*INSTRUCTION*:
Copy every one of the records below word for word, keeping each line unchanged.

*ENTRIES PROVIDED*:
#####

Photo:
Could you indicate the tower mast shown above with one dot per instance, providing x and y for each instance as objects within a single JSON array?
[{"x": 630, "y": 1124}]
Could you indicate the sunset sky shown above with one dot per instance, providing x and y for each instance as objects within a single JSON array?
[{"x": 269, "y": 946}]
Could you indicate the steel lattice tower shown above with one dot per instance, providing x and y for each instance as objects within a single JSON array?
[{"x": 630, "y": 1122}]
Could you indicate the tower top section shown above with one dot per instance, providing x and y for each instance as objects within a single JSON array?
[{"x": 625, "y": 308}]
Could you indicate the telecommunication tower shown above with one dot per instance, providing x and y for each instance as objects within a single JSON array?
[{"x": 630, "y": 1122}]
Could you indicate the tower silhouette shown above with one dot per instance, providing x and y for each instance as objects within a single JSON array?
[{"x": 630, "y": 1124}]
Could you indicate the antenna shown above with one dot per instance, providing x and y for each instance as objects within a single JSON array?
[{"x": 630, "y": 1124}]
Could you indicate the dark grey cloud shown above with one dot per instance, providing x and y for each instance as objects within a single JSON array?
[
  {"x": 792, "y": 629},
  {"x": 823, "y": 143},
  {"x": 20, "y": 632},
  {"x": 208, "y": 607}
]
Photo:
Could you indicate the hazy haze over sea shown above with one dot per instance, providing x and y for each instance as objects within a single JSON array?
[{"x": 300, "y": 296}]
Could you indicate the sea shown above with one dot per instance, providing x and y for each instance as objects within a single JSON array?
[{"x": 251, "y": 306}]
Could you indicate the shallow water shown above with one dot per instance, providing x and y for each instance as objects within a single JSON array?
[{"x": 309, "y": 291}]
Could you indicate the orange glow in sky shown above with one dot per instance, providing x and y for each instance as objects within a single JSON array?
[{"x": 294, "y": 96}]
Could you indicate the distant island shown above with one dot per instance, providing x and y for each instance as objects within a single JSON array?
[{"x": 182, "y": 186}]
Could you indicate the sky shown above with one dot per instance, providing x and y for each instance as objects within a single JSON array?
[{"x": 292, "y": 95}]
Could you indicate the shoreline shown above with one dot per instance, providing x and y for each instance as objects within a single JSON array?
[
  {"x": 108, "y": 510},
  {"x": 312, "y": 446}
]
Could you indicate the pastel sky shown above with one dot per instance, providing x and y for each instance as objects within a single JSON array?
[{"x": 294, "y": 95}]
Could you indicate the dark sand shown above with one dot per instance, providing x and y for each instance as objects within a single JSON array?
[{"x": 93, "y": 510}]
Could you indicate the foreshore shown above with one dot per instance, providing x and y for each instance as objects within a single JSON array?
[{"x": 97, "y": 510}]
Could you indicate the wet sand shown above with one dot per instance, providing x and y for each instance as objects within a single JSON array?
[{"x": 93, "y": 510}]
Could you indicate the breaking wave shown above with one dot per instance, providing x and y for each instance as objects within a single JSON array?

#####

*CORRECT RESULT*:
Photo:
Could you indicate the tower mast shown above with one dot per instance, providing x and y for each instance as objects within a single JSON array?
[{"x": 630, "y": 1124}]
Could you indicate the sunset sky shown above with one dot per instance, providing x and y for each instance as objects within a single JSON array?
[{"x": 269, "y": 946}]
Could you indicate the steel lattice tower shown above with one dot per instance, providing x and y for each instance as objects within a single JSON array?
[{"x": 630, "y": 1122}]
Could you indicate the tower top section shown above with one dot per instance, providing x and y for each instance as objects within a single JSON array?
[{"x": 625, "y": 308}]
Could you indicate the telecommunication tower shown above with one dot per instance, providing x and y for each instance as objects within a single JSON array?
[{"x": 630, "y": 1122}]
Could you indicate the tower silhouette shown above with one dot per instance, providing x and y for each instance as objects within a single JSON array?
[{"x": 630, "y": 1124}]
Could you indicate the antenna shown above with one dot per instance, providing x and y for each instance as objects within a single JSON array?
[{"x": 630, "y": 1124}]
Could you indicate the dark grey cloud shown above with one dot per instance, providing x and y for each instance as objects within a single JSON array?
[
  {"x": 792, "y": 629},
  {"x": 823, "y": 143},
  {"x": 20, "y": 632},
  {"x": 208, "y": 607}
]
Photo:
Could you indicate the hazy haze over sea shown above with one dot per instance, providing x and y for each instance as objects within a single JSON array?
[{"x": 300, "y": 296}]
Could you indicate the sea shown above with one dot per instance, providing x and y for each instance as objects within a single JSON array?
[{"x": 251, "y": 306}]
Could you indicate the shallow water shown above with one dot per instance, providing x and y for each instance as objects within a single JSON array?
[{"x": 309, "y": 291}]
Could you indicate the orange glow in sky shown above with one dot per instance, providing x and y for each instance as objects within a single JSON array?
[{"x": 294, "y": 96}]
Could you indicate the distant island shown above with one dot per instance, providing x and y for each instance as objects within a single JSON array?
[{"x": 182, "y": 186}]
Could you indicate the sky shown above with one dot per instance, providing x and y for each instance as objects within a single JSON array?
[{"x": 292, "y": 95}]
Could you indicate the shoreline shown above with one dot per instance, providing x and y for each instance as objects within a single JSON array?
[
  {"x": 108, "y": 510},
  {"x": 312, "y": 446}
]
Could you indicate the pastel sky shown above with one dot per instance, providing x and y for each instance as objects within a single JSON array?
[{"x": 294, "y": 95}]
Could you indicate the dark sand shown above with one dot per instance, providing x and y for each instance as objects within a single JSON array?
[{"x": 93, "y": 510}]
Could you indicate the foreshore shown above with one dot per instance, providing x and y for each instance as objects within a single JSON array?
[{"x": 97, "y": 510}]
Could you indicate the wet sand shown above with one dot per instance, providing x and y for each instance as objects within a single JSON array?
[{"x": 93, "y": 510}]
Could you indicate the breaking wave shown above with one dot per instance, providing x and y for each instance as objects within a single JSON array?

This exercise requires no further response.